Exercise requirements
Only lines with the string "short" should be returned from the data below.

Excerpted data
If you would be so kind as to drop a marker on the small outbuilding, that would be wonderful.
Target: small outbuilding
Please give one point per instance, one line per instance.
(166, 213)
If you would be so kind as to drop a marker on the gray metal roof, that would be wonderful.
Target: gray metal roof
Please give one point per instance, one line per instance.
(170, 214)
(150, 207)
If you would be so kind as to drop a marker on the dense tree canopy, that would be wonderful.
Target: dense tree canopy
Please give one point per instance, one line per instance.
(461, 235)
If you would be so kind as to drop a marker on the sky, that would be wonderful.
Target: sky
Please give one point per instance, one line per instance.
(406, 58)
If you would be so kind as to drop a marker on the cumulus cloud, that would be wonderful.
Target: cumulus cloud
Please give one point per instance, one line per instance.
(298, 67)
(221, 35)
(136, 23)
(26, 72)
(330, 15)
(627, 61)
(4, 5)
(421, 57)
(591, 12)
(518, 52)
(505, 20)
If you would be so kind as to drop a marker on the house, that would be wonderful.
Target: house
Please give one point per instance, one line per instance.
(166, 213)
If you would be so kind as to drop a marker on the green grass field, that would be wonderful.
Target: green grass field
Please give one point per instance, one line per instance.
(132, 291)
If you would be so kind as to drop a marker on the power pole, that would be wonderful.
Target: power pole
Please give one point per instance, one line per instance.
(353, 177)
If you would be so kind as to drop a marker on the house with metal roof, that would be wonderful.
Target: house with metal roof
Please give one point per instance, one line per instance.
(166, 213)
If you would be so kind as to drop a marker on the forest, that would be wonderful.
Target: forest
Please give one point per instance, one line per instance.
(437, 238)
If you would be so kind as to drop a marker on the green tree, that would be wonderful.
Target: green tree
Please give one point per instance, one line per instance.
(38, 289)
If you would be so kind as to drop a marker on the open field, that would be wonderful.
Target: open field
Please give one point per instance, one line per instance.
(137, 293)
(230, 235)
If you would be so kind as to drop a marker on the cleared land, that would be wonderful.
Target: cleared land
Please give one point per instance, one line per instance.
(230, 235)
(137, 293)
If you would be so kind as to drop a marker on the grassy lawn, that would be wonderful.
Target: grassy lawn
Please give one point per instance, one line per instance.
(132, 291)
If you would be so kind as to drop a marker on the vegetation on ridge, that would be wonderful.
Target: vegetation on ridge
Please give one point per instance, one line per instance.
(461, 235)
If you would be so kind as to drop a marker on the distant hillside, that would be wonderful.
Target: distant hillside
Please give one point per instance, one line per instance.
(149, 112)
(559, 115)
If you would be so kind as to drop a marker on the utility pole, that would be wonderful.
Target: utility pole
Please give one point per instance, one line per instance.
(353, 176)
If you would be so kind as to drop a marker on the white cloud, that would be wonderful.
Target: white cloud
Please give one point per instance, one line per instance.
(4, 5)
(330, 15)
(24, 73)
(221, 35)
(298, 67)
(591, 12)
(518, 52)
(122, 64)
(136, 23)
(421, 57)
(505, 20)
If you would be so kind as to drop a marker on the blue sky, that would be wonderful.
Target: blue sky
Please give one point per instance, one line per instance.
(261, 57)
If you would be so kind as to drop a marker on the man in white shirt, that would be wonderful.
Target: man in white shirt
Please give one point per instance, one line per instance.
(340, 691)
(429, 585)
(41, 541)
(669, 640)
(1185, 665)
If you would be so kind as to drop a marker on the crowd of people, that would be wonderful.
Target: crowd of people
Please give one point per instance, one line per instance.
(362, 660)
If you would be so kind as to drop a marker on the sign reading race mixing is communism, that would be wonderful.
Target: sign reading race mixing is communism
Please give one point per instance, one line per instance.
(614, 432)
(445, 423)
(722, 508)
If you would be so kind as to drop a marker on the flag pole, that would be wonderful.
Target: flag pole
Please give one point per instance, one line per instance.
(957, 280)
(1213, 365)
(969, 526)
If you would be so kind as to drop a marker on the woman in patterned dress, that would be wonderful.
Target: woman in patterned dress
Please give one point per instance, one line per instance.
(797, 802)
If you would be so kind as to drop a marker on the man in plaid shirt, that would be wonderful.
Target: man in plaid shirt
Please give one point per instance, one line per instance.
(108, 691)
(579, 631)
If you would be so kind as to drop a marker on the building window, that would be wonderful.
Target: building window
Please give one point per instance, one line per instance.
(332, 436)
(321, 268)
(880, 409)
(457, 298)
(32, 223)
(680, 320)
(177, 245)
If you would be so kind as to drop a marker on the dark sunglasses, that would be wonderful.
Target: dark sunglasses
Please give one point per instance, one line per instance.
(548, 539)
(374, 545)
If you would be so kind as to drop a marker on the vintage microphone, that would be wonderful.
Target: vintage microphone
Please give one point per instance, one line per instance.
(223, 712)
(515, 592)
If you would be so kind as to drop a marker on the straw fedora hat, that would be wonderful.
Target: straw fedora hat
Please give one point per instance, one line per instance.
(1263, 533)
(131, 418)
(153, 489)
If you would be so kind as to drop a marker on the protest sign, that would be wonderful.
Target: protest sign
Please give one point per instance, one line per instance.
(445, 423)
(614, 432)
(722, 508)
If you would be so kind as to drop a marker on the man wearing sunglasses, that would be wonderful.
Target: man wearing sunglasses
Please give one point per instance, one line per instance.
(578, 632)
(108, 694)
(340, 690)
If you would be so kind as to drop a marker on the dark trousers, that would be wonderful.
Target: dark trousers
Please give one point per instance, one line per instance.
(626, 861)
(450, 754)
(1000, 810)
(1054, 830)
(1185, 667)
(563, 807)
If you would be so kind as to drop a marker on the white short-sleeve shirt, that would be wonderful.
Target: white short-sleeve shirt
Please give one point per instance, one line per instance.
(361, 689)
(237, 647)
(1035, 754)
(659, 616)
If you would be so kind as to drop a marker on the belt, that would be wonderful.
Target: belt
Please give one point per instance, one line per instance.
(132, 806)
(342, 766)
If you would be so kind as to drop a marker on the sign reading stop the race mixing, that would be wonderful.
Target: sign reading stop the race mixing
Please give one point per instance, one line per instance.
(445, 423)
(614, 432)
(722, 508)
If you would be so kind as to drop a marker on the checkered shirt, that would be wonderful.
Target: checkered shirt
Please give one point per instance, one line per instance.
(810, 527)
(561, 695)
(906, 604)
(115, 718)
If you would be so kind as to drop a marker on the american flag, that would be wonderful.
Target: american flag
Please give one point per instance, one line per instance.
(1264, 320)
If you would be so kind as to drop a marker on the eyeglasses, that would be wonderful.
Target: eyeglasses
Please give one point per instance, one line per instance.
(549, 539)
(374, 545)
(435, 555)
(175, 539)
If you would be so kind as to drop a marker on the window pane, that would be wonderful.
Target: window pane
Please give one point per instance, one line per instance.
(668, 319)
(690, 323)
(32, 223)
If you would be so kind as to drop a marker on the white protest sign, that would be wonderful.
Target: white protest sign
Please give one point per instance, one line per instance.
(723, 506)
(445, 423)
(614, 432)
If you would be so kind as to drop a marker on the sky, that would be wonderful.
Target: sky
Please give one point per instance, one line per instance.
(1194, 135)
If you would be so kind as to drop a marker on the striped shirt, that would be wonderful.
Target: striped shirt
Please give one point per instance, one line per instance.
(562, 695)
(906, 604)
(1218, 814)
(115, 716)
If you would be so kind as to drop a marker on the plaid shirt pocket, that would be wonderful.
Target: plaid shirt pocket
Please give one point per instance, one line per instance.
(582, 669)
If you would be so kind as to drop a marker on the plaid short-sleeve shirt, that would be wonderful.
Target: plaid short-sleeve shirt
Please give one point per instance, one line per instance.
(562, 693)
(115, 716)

The completed task
If you would be so kind as to drop a marker on the white short-sleeve shirt, that would be wonderful.
Target: white short-sleeve shirt
If you would be so kind as to drop a marker on the plaid short-sleeve shirt, that would be wonderful.
Target: plaid short-sleeve shirt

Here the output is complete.